*Selected passage*.
2. By enrolling in the Plan and making my online enrollment elections, I hereby authorize payroll deductions from each paycheck in the amount of the elected percentage of my Compensation on each payday (from 0 to 15%) during the Offering Period in accordance with the Plan. (Please note that no fractional percentages are permitted.)
3. I understand that said payroll deductions will be accumulated for the purchase of shares of Common Stock at the applicable Purchase Price determined in accordance with the Plan. I understand that if I do not withdraw from an Offering Period, any accumulated payroll deductions will be used to automatically exercise my option on the Exercise Date and purchase the maximum number of whole shares of Common Stock under the Plan. I understand that no fractional shares of Common Stock will be purchased. I further understand that any payroll deductions accumulated in my account which are not sufficient to purchase a full share of Common Stock will be retained in my account, without interest, for the subsequent Purchase Period and/or Offering Period.
4. I understand that the option to purchase shares of Common Stock is not transferable and is exercisable only by me during my lifetime.
5. I understand that I may decrease (but not increase) the rate of my payroll deductions during the Offering Period; provided, however, that I may make only one payroll deduction change during each Offering Period.
6. I understand that shares of Common Stock purchased for me under the Plan should be issued in my name or in my name and the name of my spouse only.
7. I acknowledge and agree that regardless of any action the Company or my employer (the “Employer”) takes with respect to any or all income tax, social insurance, payroll tax, employment tax, payment on account or other tax-related items related to my participation in the Plan and legally applicable to me (“Tax-Related Items”), the ultimate liability for all Tax-Related Items is and remains my responsibility and may exceed the amount actually withheld by the Company and/or the Employer. I further acknowledge that the Company and/or the Employer (1) make no representations or undertakings regarding the treatment of any Tax-Related Items in connection with any aspect of the option to purchase shares of Common Stock, including but not limited to, including the grant of the option to purchase shares of Common Stock, the purchase of Common Stock, the subsequent sale of Common Stock acquired under the Plan and the receipt of any dividends; and (2) do not commit to structure the terms of the grant or any aspect of the option to purchase shares of Common Stock to reduce or eliminate my liability for Tax-Related Items or achieve any particular tax result. Further, I acknowledge and agree that if I am subject to tax in more than one jurisdiction between the Offering Date and the date of any relevant taxable or tax withholding event, the Company and/or the Employer may be required to withhold or account for Tax-Related Items in more than one jurisdiction.

*Exercise materials*.
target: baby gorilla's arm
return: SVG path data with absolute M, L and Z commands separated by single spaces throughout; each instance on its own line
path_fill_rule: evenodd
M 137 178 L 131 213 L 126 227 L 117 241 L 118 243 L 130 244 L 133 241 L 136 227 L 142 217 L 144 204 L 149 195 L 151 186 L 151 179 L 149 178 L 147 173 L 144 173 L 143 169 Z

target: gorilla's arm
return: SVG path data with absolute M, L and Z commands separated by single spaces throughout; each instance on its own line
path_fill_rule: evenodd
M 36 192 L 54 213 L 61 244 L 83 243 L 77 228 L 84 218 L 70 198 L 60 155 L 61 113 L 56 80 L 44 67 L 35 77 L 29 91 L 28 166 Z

*Stated task 1*.
Repeat the passage from the stock purchase plan terms exactly, starting with "4. I understand" and going on through "each Offering Period.".
*Stated task 2*.
Reproduce the lines of the listing exactly, starting with the line that contains "target: gorilla's arm" and going on through the end of the listing.

*Response 1*.
4. I understand that the option to purchase shares of Common Stock is not transferable and is exercisable only by me during my lifetime.
5. I understand that I may decrease (but not increase) the rate of my payroll deductions during the Offering Period; provided, however, that I may make only one payroll deduction change during each Offering Period.

*Response 2*.
target: gorilla's arm
return: SVG path data with absolute M, L and Z commands separated by single spaces throughout; each instance on its own line
path_fill_rule: evenodd
M 36 192 L 54 213 L 61 244 L 83 243 L 77 228 L 84 218 L 70 198 L 60 155 L 61 113 L 56 80 L 44 67 L 35 77 L 29 91 L 28 166 Z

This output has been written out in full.